Görevler:
A. Suveyda'daki protestolarla ilgili metinden "Pazar sabahı çok" ifadesinden "bir protesto düzenledi." ifadesine kadar olan kısmı değiştirmeden yazıya geçirin.
B. Girdi bölümündeki satırlardan "Teacher note: indicate the wooden" ifadesini içeren satırdan "Teacher note: indicate the ornate" ifadesini içeren satıra kadar olanları, bu iki satır da dahil olmak üzere kelimesi kelimesine tekrarlayın.

::: Belge Bölümü

Suriye’nin güneyinde Suveyda’da bir devlet binası yakıldı, bölgede ateş açıldı, bir polis ve bir sivil hayatını kaybetti.
Suriye’nin güneyinde yer alan Suveyda’da yaklaşık bir yıldır devam eden gerilim yeniden patlak verdi ve bölgedeki protestolar önemli ölçüde arttı. Yerel haberler ve sosyal medyadaki videolar, olayların gidişatında büyük ve tehlikeli bir noktaya ulaşıldığını gösterdi. Yaklaşık bir yıl önce protestolarının patlak vermesinden bu yana ilk kez kalabalık bir grup şehrin merkezindeki bir devlet binasına saldırdı.
Pazar sabahı çok sayıda aktivist, protesto çağrılarına yanıt olarak el-Muşnika kavşağında toplandı. Görgü tanıklarının ifadesine göre olay yerinde bulunan kalabalık, yaşam koşullarının iyileştirilmesi çağrısında bulundukları pankartlarla bir protesto düzenledi.

::::::
::: Girdi

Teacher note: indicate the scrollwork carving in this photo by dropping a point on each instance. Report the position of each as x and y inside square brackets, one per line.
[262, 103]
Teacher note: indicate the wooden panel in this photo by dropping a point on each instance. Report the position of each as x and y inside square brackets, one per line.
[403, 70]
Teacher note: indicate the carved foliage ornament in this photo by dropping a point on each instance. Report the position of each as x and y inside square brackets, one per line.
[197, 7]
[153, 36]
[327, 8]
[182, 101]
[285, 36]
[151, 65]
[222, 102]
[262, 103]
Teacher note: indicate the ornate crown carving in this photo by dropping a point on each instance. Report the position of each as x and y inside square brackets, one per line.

::::::
::: Girdi

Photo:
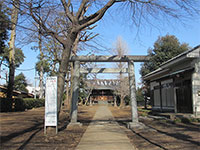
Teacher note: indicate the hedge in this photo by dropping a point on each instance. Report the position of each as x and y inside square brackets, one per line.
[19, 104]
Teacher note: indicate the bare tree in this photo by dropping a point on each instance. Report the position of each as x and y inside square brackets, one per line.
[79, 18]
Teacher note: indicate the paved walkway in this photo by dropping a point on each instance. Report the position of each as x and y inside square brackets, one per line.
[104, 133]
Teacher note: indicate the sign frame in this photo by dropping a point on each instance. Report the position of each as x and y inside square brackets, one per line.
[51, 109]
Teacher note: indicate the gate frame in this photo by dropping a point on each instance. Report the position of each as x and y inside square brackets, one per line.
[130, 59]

::::::

Görev Çıktıları:
A.
Pazar sabahı çok sayıda aktivist, protesto çağrılarına yanıt olarak el-Muşnika kavşağında toplandı. Görgü tanıklarının ifadesine göre olay yerinde bulunan kalabalık, yaşam koşullarının iyileştirilmesi çağrısında bulundukları pankartlarla bir protesto düzenledi.

B.
Teacher note: indicate the wooden panel in this photo by dropping a point on each instance. Report the position of each as x and y inside square brackets, one per line.
[403, 70]
Teacher note: indicate the carved foliage ornament in this photo by dropping a point on each instance. Report the position of each as x and y inside square brackets, one per line.
[197, 7]
[153, 36]
[327, 8]
[182, 101]
[285, 36]
[151, 65]
[222, 102]
[262, 103]
Teacher note: indicate the ornate crown carving in this photo by dropping a point on each instance. Report the position of each as x and y inside square brackets, one per line.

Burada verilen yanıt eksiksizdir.